ACTION ITEM: Only the number is wanted: how many lines below contain "clicks"?

☆ ☆ ☆ ☆ ☆ ☆ ☆

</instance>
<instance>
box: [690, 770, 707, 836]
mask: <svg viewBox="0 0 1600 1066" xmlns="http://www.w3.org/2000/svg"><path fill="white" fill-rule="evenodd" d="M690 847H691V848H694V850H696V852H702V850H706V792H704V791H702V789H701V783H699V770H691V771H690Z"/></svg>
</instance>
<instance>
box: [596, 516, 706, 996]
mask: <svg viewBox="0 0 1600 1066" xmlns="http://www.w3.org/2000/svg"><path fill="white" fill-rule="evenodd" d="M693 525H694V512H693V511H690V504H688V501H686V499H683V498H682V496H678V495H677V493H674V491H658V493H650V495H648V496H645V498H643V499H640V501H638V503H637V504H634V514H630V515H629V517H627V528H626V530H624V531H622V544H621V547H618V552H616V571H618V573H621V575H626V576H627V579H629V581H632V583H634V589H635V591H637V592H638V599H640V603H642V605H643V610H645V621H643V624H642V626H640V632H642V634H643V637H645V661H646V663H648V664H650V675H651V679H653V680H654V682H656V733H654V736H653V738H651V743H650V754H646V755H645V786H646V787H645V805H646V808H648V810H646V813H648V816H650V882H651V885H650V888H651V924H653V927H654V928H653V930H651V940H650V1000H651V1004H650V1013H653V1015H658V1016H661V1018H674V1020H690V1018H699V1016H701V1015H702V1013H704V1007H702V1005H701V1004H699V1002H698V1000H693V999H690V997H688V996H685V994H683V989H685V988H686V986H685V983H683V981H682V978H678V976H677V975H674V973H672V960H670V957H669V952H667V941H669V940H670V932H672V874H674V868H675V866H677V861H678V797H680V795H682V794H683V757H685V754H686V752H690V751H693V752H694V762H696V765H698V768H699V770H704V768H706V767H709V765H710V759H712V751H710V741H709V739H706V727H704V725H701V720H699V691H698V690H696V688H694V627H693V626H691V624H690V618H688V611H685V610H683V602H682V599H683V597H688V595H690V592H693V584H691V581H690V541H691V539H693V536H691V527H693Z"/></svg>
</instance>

☆ ☆ ☆ ☆ ☆ ☆ ☆

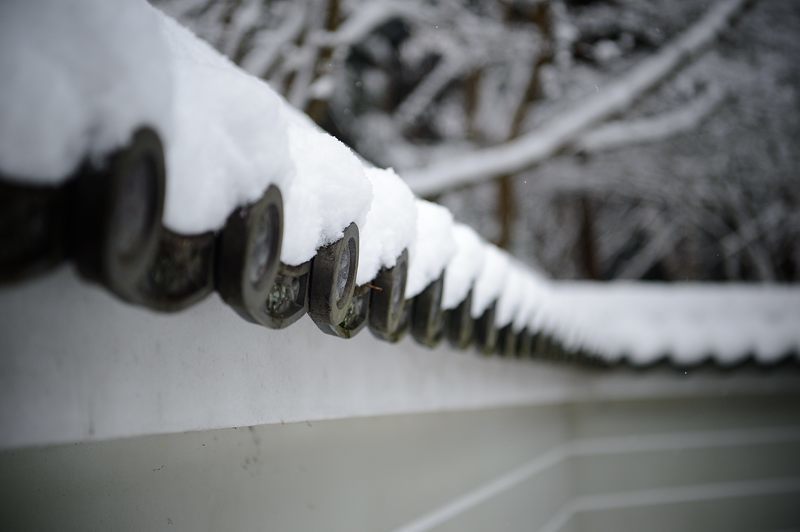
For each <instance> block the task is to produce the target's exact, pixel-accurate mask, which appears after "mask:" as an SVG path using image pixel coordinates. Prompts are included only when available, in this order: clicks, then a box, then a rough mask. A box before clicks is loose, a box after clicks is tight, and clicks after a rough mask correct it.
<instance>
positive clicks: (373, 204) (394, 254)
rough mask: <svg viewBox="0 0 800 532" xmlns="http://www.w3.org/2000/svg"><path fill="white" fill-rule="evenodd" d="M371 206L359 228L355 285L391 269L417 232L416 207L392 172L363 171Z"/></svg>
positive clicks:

☆ ☆ ☆ ☆ ☆ ☆ ☆

ANSWER SECTION: 3